# Required work:
Exactly the lines from the one containing "Tag every instance of the tiger's paw" through the final line of the listing are to be retyped, and nothing more.

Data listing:

* start *

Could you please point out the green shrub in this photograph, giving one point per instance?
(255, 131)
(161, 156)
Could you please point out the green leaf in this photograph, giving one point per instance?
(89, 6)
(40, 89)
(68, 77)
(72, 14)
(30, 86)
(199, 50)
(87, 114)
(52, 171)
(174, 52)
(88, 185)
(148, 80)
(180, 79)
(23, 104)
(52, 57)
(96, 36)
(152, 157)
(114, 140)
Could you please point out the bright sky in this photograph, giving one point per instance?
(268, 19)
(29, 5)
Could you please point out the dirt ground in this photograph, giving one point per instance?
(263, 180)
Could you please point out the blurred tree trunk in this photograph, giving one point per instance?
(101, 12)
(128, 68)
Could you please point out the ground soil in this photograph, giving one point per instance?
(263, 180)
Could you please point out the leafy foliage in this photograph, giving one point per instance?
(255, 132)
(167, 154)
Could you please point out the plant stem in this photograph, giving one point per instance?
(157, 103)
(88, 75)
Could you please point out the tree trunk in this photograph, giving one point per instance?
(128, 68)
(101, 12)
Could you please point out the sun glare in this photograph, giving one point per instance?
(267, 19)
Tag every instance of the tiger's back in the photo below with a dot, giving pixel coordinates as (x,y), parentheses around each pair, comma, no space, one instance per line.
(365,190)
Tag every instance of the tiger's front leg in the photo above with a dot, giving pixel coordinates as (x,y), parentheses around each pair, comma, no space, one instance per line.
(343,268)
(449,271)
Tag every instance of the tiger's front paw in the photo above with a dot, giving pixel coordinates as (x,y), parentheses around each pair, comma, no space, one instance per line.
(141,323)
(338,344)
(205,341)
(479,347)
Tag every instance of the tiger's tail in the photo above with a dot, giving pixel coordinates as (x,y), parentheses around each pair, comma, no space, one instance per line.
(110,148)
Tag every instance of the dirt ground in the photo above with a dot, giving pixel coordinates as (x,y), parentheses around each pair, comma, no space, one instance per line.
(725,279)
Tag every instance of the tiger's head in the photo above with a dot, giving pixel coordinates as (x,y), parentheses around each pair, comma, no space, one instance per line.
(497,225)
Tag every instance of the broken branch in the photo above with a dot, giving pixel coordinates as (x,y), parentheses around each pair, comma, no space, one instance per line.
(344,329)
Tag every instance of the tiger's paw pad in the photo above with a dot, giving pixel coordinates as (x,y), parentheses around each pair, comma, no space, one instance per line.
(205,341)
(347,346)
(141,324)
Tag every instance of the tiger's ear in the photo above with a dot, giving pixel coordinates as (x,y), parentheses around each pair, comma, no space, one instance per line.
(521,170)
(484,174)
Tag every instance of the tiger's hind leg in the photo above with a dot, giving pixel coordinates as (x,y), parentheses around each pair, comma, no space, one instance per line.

* end *

# Answer in full:
Tag every instance of the tiger's paw pad in the photo above with a dot, giving pixel coordinates as (x,y), parentheses around each pair, comma, no space, one instance per line.
(205,341)
(347,346)
(141,324)
Tag every instance of the tiger's ear in the photo above with a dot, giving pixel coordinates as (x,y), parentheses around each pair, comma, no space, one instance per line.
(521,170)
(484,174)
Tag every instance of the tiger's hind leg in the photo above with a dot, giving pixel coordinates as (x,y), parentheses around each pair, comma, no space, one instance per line.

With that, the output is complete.